How many lines in the records contain the string "face"? Reply with the number alone.

SOURCE RECORDS
┌──

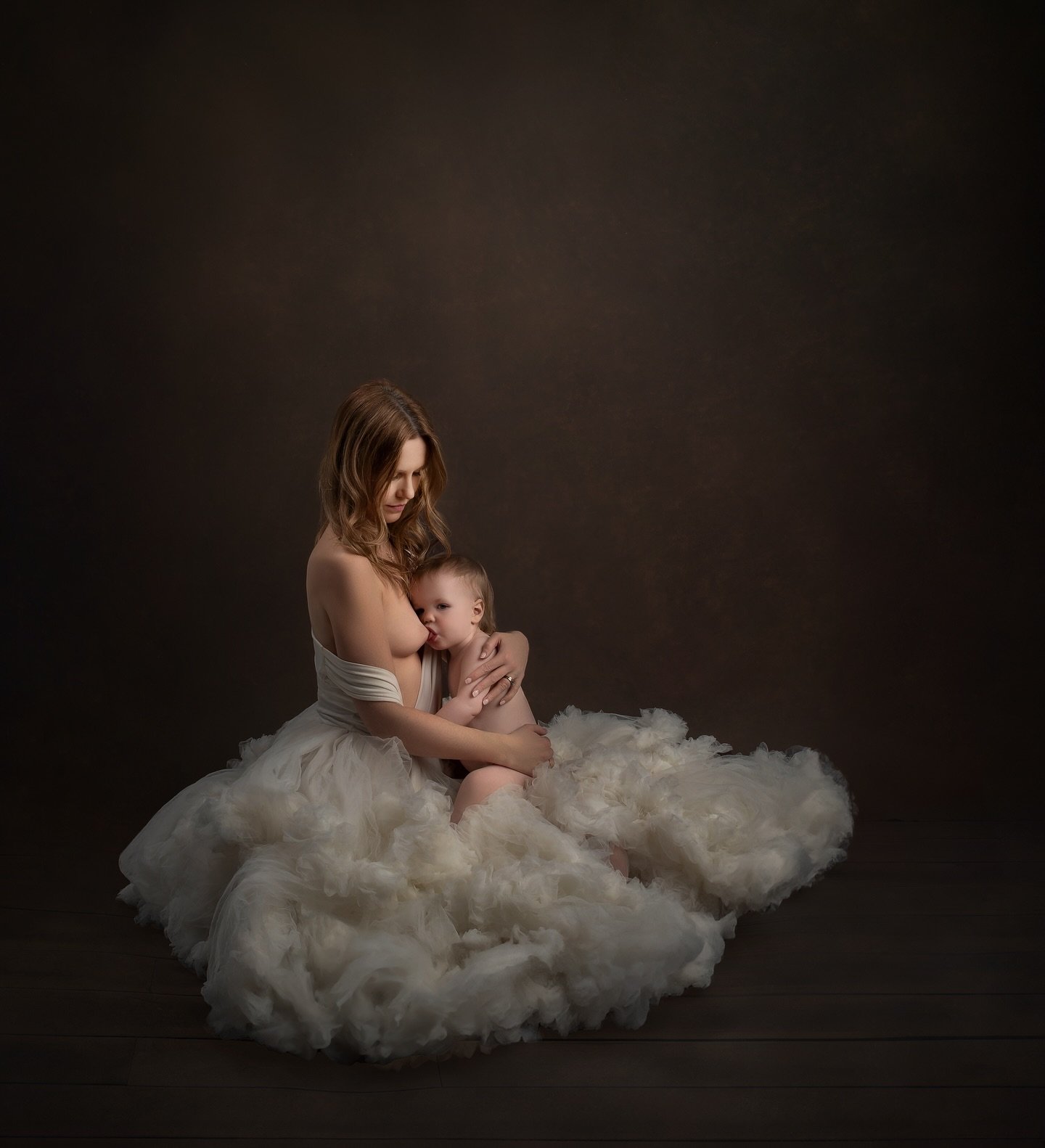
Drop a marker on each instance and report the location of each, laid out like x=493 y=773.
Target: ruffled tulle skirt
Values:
x=331 y=905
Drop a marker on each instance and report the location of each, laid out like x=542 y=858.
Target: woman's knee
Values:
x=483 y=782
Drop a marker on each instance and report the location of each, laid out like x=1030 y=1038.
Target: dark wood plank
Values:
x=60 y=1012
x=100 y=932
x=917 y=889
x=703 y=1016
x=758 y=969
x=493 y=1114
x=713 y=1063
x=435 y=1138
x=74 y=968
x=841 y=1017
x=67 y=881
x=757 y=1065
x=248 y=1065
x=946 y=842
x=67 y=1059
x=779 y=933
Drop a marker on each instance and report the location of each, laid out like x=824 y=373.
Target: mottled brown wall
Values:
x=727 y=313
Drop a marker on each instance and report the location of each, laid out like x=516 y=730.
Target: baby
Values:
x=454 y=599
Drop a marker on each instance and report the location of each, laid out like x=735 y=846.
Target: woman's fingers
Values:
x=497 y=692
x=512 y=690
x=483 y=676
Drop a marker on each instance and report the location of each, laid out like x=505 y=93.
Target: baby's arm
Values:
x=464 y=710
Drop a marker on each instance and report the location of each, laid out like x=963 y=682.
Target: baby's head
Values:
x=453 y=596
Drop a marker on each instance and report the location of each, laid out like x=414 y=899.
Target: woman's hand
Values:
x=502 y=655
x=528 y=747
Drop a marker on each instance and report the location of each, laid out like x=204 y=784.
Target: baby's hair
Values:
x=473 y=573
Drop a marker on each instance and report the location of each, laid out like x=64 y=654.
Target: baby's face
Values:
x=448 y=607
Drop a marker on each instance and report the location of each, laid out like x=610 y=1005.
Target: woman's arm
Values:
x=351 y=593
x=501 y=655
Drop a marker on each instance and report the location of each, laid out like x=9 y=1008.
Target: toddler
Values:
x=454 y=599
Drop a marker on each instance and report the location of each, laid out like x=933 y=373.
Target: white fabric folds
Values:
x=319 y=889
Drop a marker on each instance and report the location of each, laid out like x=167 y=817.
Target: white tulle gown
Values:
x=321 y=890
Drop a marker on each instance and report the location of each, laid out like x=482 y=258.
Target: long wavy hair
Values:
x=364 y=447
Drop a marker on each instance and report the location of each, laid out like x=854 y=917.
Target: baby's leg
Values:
x=480 y=783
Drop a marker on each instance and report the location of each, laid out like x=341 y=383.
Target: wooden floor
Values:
x=899 y=1000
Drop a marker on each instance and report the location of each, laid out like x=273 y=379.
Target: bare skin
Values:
x=361 y=619
x=453 y=615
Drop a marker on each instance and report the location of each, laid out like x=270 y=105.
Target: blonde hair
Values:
x=364 y=447
x=473 y=574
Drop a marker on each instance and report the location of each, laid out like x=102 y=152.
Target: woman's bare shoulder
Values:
x=331 y=565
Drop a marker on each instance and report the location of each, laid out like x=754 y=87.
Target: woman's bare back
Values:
x=406 y=633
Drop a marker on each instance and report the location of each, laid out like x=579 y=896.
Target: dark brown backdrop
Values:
x=727 y=315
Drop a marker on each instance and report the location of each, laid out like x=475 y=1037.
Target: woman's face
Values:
x=406 y=479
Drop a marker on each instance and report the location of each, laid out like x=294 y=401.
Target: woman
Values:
x=323 y=887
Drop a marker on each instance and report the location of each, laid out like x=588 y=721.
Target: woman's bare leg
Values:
x=480 y=783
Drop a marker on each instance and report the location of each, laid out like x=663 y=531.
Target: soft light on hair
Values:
x=472 y=573
x=364 y=447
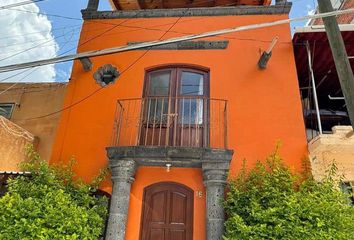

└──

WRITTEN ANSWER
2